**SELECTED PASSAGE:**
══════════════════════════════

> It is "hard for anyone except larger companies to benefit from the underlying technology," OpenAI stated.
Ugh. This is the part of the recent AI advancement that annoys me the most. The web, at least in its infancy, was pretty accessible to individual hobbyists. You could run a web server on your own computer. AI technology seems highly centralized from the start.
If you expand your timeline a little bit you'll reach a spot where the computers, equipment and comms necessary to create a computer network were highly centralized and only run by large corporations and institutions. How many times do we need to see this pattern for it to be obvious?
> You could run a web server on your own computer. AI technology seems highly centralized from the start.
I compare the current AI hype to the mainframes of the past. Highly centralised systems that people logged into with a lightweight terminal to send commands.
Hopefully just like Personal Computers revolutionized computing, Personal AI models in the future will not run in the cloud...

══════════════════════════════

**Stored data entries:**
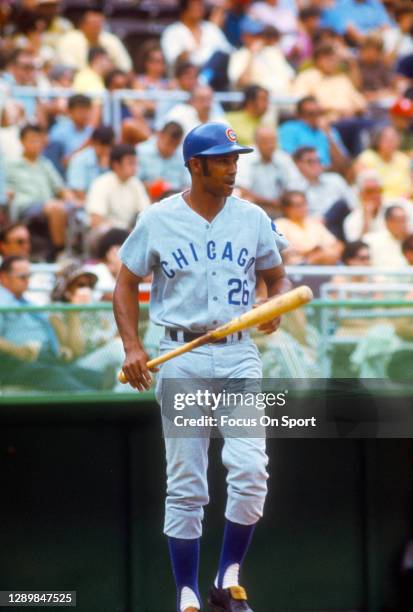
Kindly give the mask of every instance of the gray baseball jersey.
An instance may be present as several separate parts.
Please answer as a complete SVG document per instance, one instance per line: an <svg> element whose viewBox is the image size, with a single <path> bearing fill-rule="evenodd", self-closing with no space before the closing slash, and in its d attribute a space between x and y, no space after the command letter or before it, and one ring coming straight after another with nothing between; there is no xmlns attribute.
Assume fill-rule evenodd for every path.
<svg viewBox="0 0 413 612"><path fill-rule="evenodd" d="M139 216L120 257L137 276L153 272L154 323L201 332L251 309L256 270L279 265L287 244L250 202L231 196L209 222L177 194Z"/></svg>

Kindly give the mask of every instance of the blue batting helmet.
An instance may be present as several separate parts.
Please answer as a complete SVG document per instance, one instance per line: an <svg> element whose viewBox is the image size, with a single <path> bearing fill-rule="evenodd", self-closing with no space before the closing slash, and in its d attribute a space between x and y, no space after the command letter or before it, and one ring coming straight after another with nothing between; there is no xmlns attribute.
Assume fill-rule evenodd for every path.
<svg viewBox="0 0 413 612"><path fill-rule="evenodd" d="M203 123L191 130L183 144L185 164L191 157L251 153L254 149L237 142L234 130L224 123Z"/></svg>

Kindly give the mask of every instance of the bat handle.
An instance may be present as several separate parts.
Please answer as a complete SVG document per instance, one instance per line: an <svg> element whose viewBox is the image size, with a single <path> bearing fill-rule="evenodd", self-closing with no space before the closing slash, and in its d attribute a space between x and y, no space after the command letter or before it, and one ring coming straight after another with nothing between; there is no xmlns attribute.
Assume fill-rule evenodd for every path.
<svg viewBox="0 0 413 612"><path fill-rule="evenodd" d="M156 357L155 359L150 359L148 363L146 364L146 366L148 370L151 370L152 368L155 368L158 364L162 362L163 362L162 357ZM118 381L122 383L122 385L126 385L126 383L128 382L128 379L126 378L126 374L123 370L121 370L118 374Z"/></svg>
<svg viewBox="0 0 413 612"><path fill-rule="evenodd" d="M121 370L118 374L118 381L122 383L122 385L126 385L128 379L126 378L125 372Z"/></svg>

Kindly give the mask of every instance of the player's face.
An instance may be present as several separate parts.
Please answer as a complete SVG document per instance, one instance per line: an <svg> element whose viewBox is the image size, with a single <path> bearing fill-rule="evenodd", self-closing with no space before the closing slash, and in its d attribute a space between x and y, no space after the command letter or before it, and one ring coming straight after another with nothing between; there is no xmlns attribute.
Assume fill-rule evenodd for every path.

══════════════════════════════

**WHAT YOU WILL DO:**
Continue the discussion about centralized AI technology, starting right after its last sentence. This data was drawn from a separate source.

**TASK RESULT:**
How were PCs able to work on a smaller scale? I've been looking into the chips/model trends and I can't see local models that perform at the same level as GPT happening in the near future.
The web in its infancy only worked because of the massive infrastructure that allowed your server to talk to others. In the same way you can tinker with your own web server, you can tinker with AI tech. You just can't reasonably train it independently, though the cost in terms of compute resources is something like 1% of what it was many years ago.
Ugh. This is the part of the recent AI advancement that annoys me the most. The web, at least in its infancy, was pretty accessible to individual hobbyists. You could run a web server on your own computer. AI technology seems highly centralized from the start.